Rewrite the records below as a numbered list, leaving out any blank lines.

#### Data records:
◆ ◆ ◆ ◆

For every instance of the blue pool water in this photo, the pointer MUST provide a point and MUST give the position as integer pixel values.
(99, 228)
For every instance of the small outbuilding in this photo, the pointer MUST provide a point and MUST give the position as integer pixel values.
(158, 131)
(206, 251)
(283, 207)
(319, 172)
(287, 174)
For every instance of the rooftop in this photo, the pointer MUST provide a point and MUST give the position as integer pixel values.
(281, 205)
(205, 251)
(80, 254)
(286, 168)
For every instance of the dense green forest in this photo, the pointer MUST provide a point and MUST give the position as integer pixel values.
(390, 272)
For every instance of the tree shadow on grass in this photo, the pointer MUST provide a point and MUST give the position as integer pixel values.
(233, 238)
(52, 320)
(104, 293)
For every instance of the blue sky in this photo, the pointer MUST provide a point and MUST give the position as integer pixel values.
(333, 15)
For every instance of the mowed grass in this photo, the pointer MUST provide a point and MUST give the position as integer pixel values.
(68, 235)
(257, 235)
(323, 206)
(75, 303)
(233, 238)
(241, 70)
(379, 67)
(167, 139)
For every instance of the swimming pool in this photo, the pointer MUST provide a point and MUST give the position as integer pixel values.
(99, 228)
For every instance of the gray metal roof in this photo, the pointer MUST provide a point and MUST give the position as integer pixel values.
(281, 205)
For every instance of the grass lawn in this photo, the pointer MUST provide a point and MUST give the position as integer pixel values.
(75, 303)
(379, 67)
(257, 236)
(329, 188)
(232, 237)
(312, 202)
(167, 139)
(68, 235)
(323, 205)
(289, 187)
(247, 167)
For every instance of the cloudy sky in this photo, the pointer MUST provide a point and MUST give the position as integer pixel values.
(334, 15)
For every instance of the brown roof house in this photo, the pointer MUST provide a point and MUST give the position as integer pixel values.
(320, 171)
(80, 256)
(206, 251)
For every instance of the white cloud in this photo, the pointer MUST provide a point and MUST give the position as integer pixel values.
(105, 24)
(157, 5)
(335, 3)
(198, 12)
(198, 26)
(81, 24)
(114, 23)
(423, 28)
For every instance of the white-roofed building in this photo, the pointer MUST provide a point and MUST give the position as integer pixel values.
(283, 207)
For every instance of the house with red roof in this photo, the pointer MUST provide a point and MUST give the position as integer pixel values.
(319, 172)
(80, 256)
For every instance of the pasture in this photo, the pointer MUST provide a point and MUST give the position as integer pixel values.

◆ ◆ ◆ ◆

#### Answer for this exercise:
1. For every instance of the blue pool water in this photo, the pointer MUST provide a point and MUST give the position as integer pixel values.
2. (99, 228)
3. For every instance of the small outbuilding in this photo, the pointer MUST provide a point and MUST give the position as integer pixel values.
4. (158, 131)
5. (206, 251)
6. (283, 207)
7. (319, 172)
8. (287, 174)
9. For every instance of the rooftop in this photo, the pointer MUST provide a point and MUST give the position as integer pixel values.
10. (281, 205)
11. (205, 251)
12. (80, 254)
13. (286, 168)
14. For every instance of the dense green forest in this photo, the pointer MUST provide a point and MUST give the position as integer pixel values.
15. (390, 272)
16. For every instance of the tree shadow on grass in this photo, the pointer MUST provide a point and MUST give the position as integer pixel values.
17. (233, 238)
18. (52, 320)
19. (104, 293)
20. For every instance of the blue sky in this photo, the pointer MUST provide a point and MUST give the position as integer pixel values.
21. (333, 15)
22. For every instance of the mowed grass in this photo, the pointer MUST provide a point and MUST give the position as integer pixel values.
23. (68, 235)
24. (257, 235)
25. (323, 206)
26. (75, 303)
27. (233, 238)
28. (241, 70)
29. (379, 67)
30. (167, 139)
31. For every instance of the swimming pool in this photo, the pointer MUST provide a point and MUST give the position as integer pixel values.
32. (99, 228)
33. For every instance of the gray metal roof in this photo, the pointer MUST provide a point and MUST give the position as integer pixel values.
34. (281, 205)
35. For every instance of the grass lawn in this photo, the pointer MUST provide a point and MUST give the position as integer pixel values.
36. (75, 303)
37. (379, 67)
38. (257, 236)
39. (329, 188)
40. (232, 237)
41. (312, 202)
42. (167, 139)
43. (68, 235)
44. (323, 205)
45. (289, 187)
46. (247, 167)
47. For every instance of the cloudy sky in this photo, the pointer MUST provide a point and MUST give the position as integer pixel values.
48. (334, 15)
49. For every instance of the brown roof house in this photo, the pointer MUST provide a point and MUST give the position as integer pixel values.
50. (320, 171)
51. (80, 256)
52. (206, 251)
53. For every instance of the white cloud in this photo, the pointer MUST provide a point and MUST give the position as integer pixel values.
54. (105, 24)
55. (157, 5)
56. (335, 3)
57. (198, 12)
58. (198, 26)
59. (81, 24)
60. (114, 23)
61. (423, 28)
62. For every instance of the white-roofed building in this photo, the pointer MUST provide a point and MUST give the position as integer pixel values.
63. (283, 207)
64. For every instance of the house with red roof in this photo, the pointer MUST provide a point and MUST give the position as integer pixel values.
65. (319, 172)
66. (80, 256)
67. For every instance of the pasture in this photo, the pointer MUST provide a point and MUST give the position as integer pixel values.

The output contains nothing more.